Zadanie 1: Sprawdź, czy stwierdzenia (a), (b) i (c) zgadzają się z rozmową o raporcie NIK zamieszczoną poniżej. Przy każdym odpowiedz „tak” lub „nie” i przytocz dosłownie rozstrzygające słowa rozmowy. (a) Polacy zdobyli na igrzyskach rekordowe 50 medali. (b) Igrzyska transmitowano w telewizji na wielu kanałach. (c) Po zgłoszeniu zastrzeżeń zmieniono w raporcie NIK kilka punktów.
Zadanie 2: Na jakim stadionie odbywała się lekkoatletyka, przez której pryzmat według rozmowy o raporcie NIK ocenia się głównie frekwencję?
Zadanie 3: Dopisz dalszy ciąg rozmowy o raporcie NIK, zaczynając zaraz po jej ostatnim zdaniu.

___ Dokument

Żyjemy w XXI wieku – standardem są wejściówki generowane elektronicznie i pobierane przez nabywców w formie kodów QR. Koszty podane w raporcie odnoszą się do wielu powiązanych z tym procesów organizacyjnych.
Absolutnie zaprzeczam informacjom zawartym w raporcie. Co więcej, przedstawiciel NIK otwarcie przyznał, że raport celowo sformułowano w sposób atrakcyjny, bo w przeciwnym razie „nikt by go nie przeczytał”. NIK nie jest jednak wydawnictwem prasowym, które ma zabiegać o uwagę odbiorców, tylko instytucją kontrolną, której obowiązkiem jest przedstawianie rzetelnych danych. Dlatego stanowczo sprzeciwiam się takim manipulacjom.
OR: Tutaj nie chodzi mi o same koszta, bo o kosztach już rozmawiamy. Proszę tylko o potwierdzenie. Czy rzeczywiście 64% zaproszeń było rozdawane, było bezpłatne.
MN: Dotyczyło to bezpośrednio promocji igrzysk, co podkreślał minister sportu. Nie chodzi o wydane środki, ale o to, jak igrzyska były postrzegane. W przeciwieństwie do Euro 2012 nie stały się one wydarzeniem ogólnonarodowym, co wpłynęło na frekwencję. Część mediów całkowicie je przemilczała, mimo że Polacy zdobyli rekordowe 50 medali. Wielka szkoda, bo sukces sportowców zasługiwał na większą uwagę.
Zgadzam się z wnioskiem NIK i Ministerstwa Sportu i Turystyki, że w przyszłości należy unikać politycznych podziałów. Niestety, igrzyska stały się przedmiotem sporów – z jednej strony krytykowane, z drugiej niedostatecznie wspierane. Frekwencja nie była zła, choć ocenia się ją głównie przez pryzmat lekkoatletyki na Stadionie Śląskim i niektórych porannych sesji eliminacyjnych. Na większości wydarzeń była naprawdę dobra. Komitet Organizacyjny nie miał jednak narzędzi, by skuteczniej budować tożsamość obywateli z tą imprezą. Transmisje w telewizji cieszyły się dużą oglądalnością, choć żałujemy, że igrzyska były pokazywane jedynie na dedykowanym kanale. Gdyby były transmitowane szerzej, efekt promocyjny byłby zupełnie inny.
Co do raportu NIK – zgłosiliśmy zastrzeżenia i przedstawiliśmy mocne dowody, ale nie uwzględniono ich i nie zmieniono ani jednego punktu. Co więcej, przedstawiciel NIK przyznał, że raport został „podkręcony” dla większego zainteresowania. To poważny problem, bo instytucja kontrolna nie powinna manipulować przekazem, a "kosztowny chaos" to ewidentne postawienie tezy i brak zachowania obiektywizmu.

______
___ Fragment danych

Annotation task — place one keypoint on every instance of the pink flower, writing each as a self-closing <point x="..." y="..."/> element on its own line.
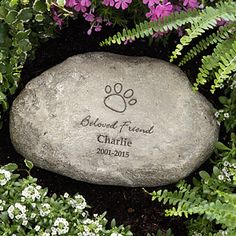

______

Oczekiwana odpowiedź 1:
(a) Tak: „mimo że Polacy zdobyli rekordowe 50 medali”.
(b) Nie: „żałujemy, że igrzyska były pokazywane jedynie na dedykowanym kanale”.
(c) Nie: „nie uwzględniono ich i nie zmieniono ani jednego punktu”.

Oczekiwana odpowiedź 2: Na Stadionie Śląskim.

Oczekiwana odpowiedź 3:
Mam nadzieję, że zostaną z tego wyciągnięte wnioski, a może i konsekwencje, bo takie podejście podważa sens tego typu audytów.
O komentarz poprosiliśmy Najwyższą Izbę Kontroli. Przedstawiliśmy wówczas trzy kwestie, przy których poprosiliśmy o komentarz:
"Marcin Nowak zarzuca Najwyższej Izbie Kontroli nierzetelność przy publikacji informacji prasowej o raporcie dotyczącym działalności spółki Igrzyska Europejskie 2023. Twierdzi, że przedstawione liczby dotyczące finansów są "nieprawdziwe, populistyczne" - a sam przekaz w informacji prasowej miał zostać przekoloryzowany by być "bardziej atrakcyjny". Według Nowaka, przedstawiciel NIKu miał powiedzieć, że "Takie słowa są celowo użyte, nieprecyzyjne i takie trochę manipulacyjne, bo w innym przypadku ten raport byłby po prostu nudny i nieciekawy i nikt nie chciałby go czytać.".
Marcin Nowak twierdzi również, że istnieje znaczna rozbieżność między podanym w informacji prasowej koszcie organizacji imprezy (czyli 1,7 mld PLN), a rzeczywistym kosztem - według byłego prezesa spółki IE2023 mają one wynosić ok. 500 mln PLN. Twierdzi też, że NIK miał zasugerować, że Komitet Organizacyjny nie negocjował kursów przy wymianach walut, co stanowczo dementuje.
Marcin Nowak powiedział nam, że oczekuje, że wobec NIKu zostaną wyciągnięte odpowiednie konsekwencje, w szczególności wobec osób które miały formować tę informację prasową."
Poniżej wstawiamy pełną odpowiedź którą przesłała nam Najwyższa Izba Kontroli:
Szanowny Panie Redaktorze,
zarzuty Pana Marcina Nowaka, byłego Prezesa Zarządu firmy Igrzyska Europejskie sp. z o.o., sugerujące nierzetelność informacji prasowej o wynikach kontroli NIK /23/065/LKR „Organizacja III Igrzysk Europejskich 2023” – są nieuzasadnione i bezpodstawne.
Informacja prasowa (tzw. skrót prasowy), podobnie jak dokument „Informacja o wynikach kontroli”, zostały sporządzone na podstawie prawomocnych wystąpień pokontrolnych, skierowanych do podmiotów kontrolowanych. Zawarte w nich dane liczbowe są zgodne ze stanem faktycznym stwierdzonym w toku kontroli.
Poniżej znajduje się infografika (zamieszczona w skrócie prasowym) przedstawiająca liczby, do których odnosi się Pan Marcin Nowak.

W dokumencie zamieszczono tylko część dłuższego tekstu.